## Exercise instructions
Pull out every line in the records below that contains the word "blue", and copy each of those lines in full.

## Records for this task
----

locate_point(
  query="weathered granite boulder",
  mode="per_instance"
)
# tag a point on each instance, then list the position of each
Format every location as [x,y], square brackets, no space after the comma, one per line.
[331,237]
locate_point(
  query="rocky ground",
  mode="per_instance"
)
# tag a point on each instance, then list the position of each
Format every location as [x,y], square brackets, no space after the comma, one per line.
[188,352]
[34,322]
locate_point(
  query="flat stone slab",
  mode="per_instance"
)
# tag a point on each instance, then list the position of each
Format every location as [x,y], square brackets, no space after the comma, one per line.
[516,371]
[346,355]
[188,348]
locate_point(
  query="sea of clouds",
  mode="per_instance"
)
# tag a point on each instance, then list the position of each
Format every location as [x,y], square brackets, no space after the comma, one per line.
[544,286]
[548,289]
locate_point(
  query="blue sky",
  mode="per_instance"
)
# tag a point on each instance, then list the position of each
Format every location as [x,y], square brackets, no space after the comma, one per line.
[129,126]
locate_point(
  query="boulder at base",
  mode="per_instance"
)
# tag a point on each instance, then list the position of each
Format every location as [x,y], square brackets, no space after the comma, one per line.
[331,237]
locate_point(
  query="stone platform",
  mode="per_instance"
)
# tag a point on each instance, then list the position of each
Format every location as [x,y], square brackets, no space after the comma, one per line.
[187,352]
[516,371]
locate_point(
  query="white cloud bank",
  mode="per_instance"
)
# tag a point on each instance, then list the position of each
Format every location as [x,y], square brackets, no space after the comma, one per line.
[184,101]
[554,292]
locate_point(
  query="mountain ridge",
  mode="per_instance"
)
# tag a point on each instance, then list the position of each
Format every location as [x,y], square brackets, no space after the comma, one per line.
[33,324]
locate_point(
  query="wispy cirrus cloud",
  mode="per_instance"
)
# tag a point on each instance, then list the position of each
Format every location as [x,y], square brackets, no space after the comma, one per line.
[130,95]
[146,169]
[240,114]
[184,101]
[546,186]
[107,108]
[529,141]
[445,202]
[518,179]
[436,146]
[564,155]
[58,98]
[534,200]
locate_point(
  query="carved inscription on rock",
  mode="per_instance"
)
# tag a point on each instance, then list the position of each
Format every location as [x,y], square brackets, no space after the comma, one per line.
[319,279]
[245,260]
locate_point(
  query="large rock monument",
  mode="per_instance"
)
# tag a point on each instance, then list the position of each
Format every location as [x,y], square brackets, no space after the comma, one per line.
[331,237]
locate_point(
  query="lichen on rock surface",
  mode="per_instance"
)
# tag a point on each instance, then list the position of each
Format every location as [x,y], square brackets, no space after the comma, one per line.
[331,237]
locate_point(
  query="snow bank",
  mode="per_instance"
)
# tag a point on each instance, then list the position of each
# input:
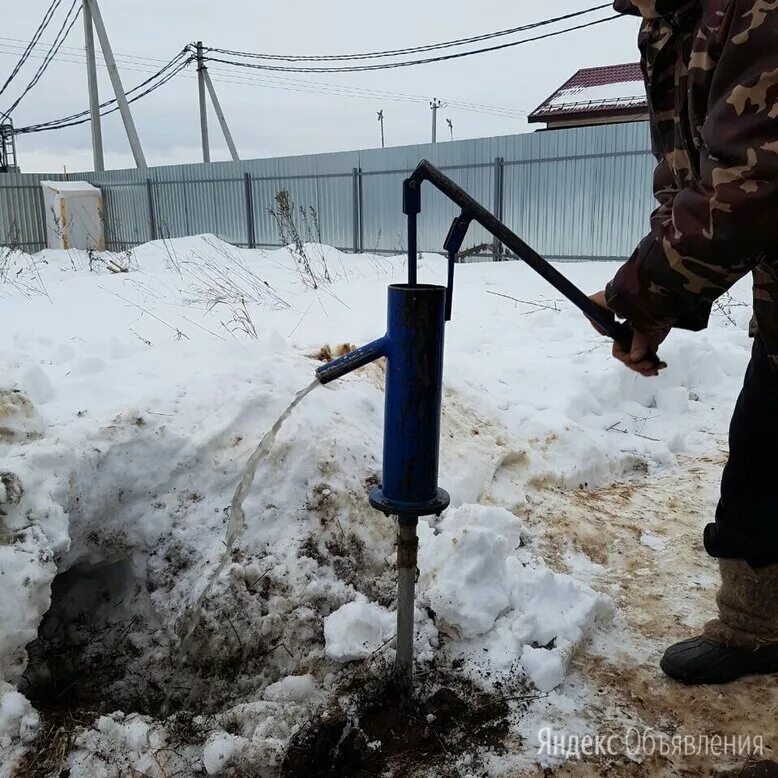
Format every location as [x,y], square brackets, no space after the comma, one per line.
[480,584]
[131,401]
[356,630]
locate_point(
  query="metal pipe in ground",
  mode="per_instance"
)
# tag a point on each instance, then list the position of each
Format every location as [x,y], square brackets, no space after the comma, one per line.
[407,552]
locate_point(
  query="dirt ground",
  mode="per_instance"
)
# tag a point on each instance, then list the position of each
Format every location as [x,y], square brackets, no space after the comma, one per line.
[665,592]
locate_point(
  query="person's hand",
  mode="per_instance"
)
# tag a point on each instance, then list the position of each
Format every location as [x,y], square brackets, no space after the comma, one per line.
[644,344]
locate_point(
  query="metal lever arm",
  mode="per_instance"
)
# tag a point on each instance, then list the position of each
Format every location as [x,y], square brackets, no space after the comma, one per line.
[474,211]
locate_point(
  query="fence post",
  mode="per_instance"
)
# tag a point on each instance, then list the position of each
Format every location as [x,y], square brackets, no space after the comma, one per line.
[42,201]
[152,214]
[250,233]
[499,200]
[356,214]
[361,212]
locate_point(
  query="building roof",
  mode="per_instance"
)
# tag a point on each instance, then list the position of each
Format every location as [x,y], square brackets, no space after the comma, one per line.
[82,187]
[596,92]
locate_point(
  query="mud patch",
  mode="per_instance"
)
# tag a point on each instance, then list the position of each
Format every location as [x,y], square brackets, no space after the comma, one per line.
[377,732]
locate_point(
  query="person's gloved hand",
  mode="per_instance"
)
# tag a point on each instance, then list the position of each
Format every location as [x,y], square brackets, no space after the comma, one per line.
[644,343]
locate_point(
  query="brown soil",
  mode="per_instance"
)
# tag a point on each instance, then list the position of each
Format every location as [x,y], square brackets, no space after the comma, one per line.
[380,733]
[662,595]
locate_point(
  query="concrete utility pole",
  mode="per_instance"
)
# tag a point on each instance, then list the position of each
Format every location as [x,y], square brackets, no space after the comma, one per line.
[94,98]
[220,116]
[203,106]
[435,104]
[116,81]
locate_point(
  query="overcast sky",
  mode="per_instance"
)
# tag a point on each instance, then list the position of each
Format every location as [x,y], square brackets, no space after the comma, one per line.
[278,114]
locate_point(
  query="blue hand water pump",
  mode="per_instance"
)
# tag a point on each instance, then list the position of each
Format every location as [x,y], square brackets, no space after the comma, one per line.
[413,347]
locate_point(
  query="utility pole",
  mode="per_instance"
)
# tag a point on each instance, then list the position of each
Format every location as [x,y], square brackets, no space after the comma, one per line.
[435,104]
[98,159]
[203,107]
[116,82]
[220,116]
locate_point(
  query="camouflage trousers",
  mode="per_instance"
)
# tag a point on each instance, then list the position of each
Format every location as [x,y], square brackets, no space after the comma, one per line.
[746,524]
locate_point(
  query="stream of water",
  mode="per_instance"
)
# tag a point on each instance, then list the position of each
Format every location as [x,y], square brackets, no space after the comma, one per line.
[237,521]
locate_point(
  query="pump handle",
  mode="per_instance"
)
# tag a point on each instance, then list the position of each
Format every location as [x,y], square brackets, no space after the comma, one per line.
[474,211]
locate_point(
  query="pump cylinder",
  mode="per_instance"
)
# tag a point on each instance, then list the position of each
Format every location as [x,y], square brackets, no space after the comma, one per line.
[414,385]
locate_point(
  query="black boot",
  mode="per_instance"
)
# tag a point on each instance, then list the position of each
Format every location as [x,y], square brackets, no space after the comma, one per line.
[743,640]
[701,660]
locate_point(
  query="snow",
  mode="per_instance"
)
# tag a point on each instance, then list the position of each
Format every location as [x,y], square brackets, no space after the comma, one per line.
[654,542]
[218,752]
[356,630]
[131,402]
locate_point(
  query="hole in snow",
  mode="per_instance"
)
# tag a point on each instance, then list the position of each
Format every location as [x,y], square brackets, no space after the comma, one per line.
[102,648]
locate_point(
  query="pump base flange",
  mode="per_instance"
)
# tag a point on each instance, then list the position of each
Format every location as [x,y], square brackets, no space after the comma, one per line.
[432,507]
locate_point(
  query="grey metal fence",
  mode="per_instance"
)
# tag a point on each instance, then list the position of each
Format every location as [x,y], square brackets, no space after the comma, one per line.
[572,194]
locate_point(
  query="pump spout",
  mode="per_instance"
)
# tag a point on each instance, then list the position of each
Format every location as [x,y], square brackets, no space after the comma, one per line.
[352,361]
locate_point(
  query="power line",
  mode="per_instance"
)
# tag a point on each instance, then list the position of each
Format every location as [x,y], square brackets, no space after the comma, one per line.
[413,49]
[78,50]
[410,63]
[169,71]
[270,81]
[50,11]
[59,39]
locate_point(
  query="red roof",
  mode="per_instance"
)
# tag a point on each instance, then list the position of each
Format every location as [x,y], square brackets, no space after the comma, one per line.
[612,90]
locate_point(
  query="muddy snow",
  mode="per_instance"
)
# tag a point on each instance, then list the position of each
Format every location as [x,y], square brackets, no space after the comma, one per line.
[130,405]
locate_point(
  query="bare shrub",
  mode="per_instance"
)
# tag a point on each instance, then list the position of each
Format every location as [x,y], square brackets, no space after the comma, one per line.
[725,305]
[299,230]
[19,270]
[230,284]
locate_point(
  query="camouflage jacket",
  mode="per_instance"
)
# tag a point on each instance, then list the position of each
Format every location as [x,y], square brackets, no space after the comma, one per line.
[711,71]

----

## Complete answer
  query="blue sky",
  query="blue hand water pump",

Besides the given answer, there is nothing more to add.